**DATA ENTRIES**
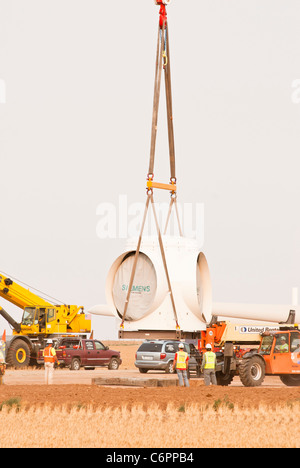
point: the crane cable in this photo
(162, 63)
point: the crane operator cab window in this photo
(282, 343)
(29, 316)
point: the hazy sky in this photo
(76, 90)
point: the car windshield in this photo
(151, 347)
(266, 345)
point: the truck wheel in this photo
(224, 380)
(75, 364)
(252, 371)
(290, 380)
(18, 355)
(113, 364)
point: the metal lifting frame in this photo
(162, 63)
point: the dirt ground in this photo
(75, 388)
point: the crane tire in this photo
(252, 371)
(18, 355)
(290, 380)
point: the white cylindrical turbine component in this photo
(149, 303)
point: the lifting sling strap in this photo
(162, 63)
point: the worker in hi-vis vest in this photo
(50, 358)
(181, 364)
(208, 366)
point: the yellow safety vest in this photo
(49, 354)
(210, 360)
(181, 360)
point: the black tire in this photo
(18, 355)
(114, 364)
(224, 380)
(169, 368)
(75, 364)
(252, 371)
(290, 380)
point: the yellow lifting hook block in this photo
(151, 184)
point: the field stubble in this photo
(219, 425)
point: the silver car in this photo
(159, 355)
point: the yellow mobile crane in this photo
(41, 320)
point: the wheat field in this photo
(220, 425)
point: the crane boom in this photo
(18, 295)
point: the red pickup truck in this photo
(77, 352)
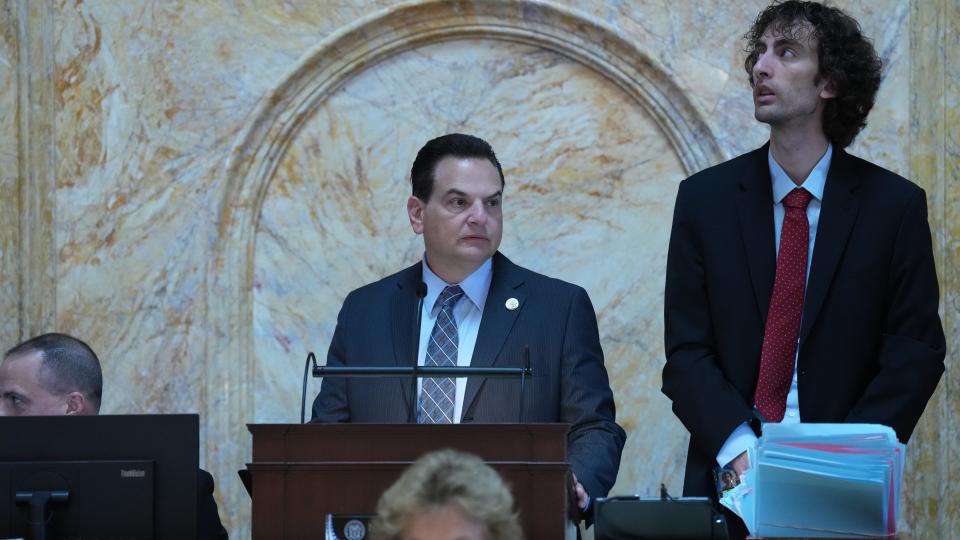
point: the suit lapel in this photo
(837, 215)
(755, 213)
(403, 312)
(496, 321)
--
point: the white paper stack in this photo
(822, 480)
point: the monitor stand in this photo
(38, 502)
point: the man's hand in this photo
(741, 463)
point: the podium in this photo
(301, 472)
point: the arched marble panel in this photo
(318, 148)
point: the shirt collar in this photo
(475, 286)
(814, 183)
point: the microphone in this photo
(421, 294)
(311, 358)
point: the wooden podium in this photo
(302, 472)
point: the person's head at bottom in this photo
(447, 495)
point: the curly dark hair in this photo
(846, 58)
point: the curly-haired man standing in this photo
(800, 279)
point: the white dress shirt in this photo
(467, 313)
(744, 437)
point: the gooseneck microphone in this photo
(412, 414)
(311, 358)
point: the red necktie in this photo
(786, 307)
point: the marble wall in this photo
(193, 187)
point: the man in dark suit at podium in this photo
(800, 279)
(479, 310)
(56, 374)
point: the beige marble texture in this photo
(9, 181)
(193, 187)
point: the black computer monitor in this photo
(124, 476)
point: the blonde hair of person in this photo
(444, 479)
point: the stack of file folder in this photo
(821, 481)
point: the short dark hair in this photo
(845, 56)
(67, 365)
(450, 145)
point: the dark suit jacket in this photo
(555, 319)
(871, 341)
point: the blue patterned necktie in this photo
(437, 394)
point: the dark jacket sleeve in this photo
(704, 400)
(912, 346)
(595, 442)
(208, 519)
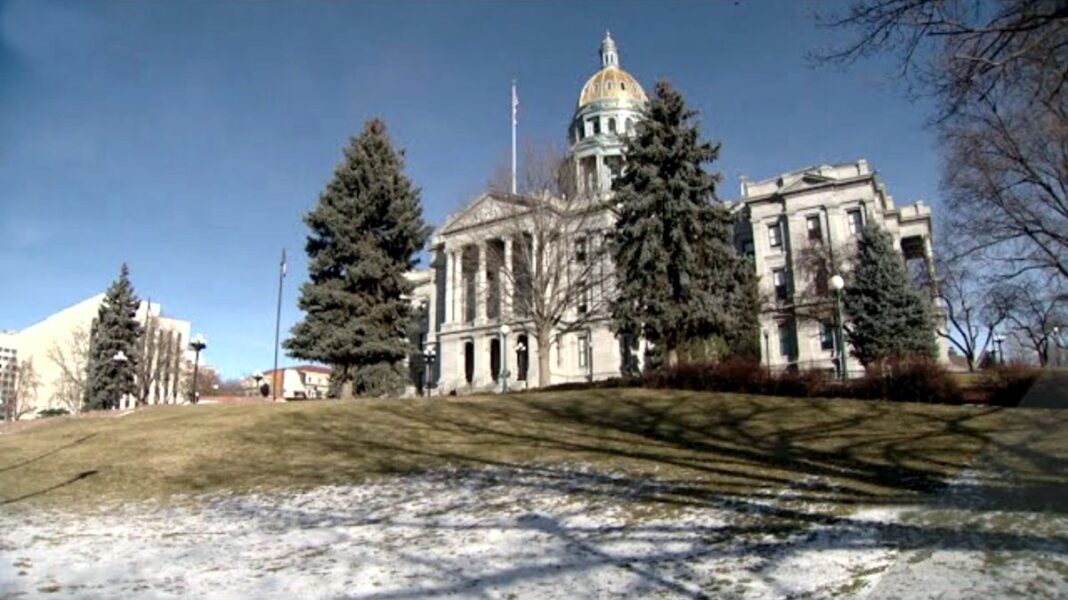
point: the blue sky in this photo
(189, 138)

**DIRECTIONS**
Determine how many lines of the records contain the word "blue". Give the number alone.

**EXPECTED ANSWER**
2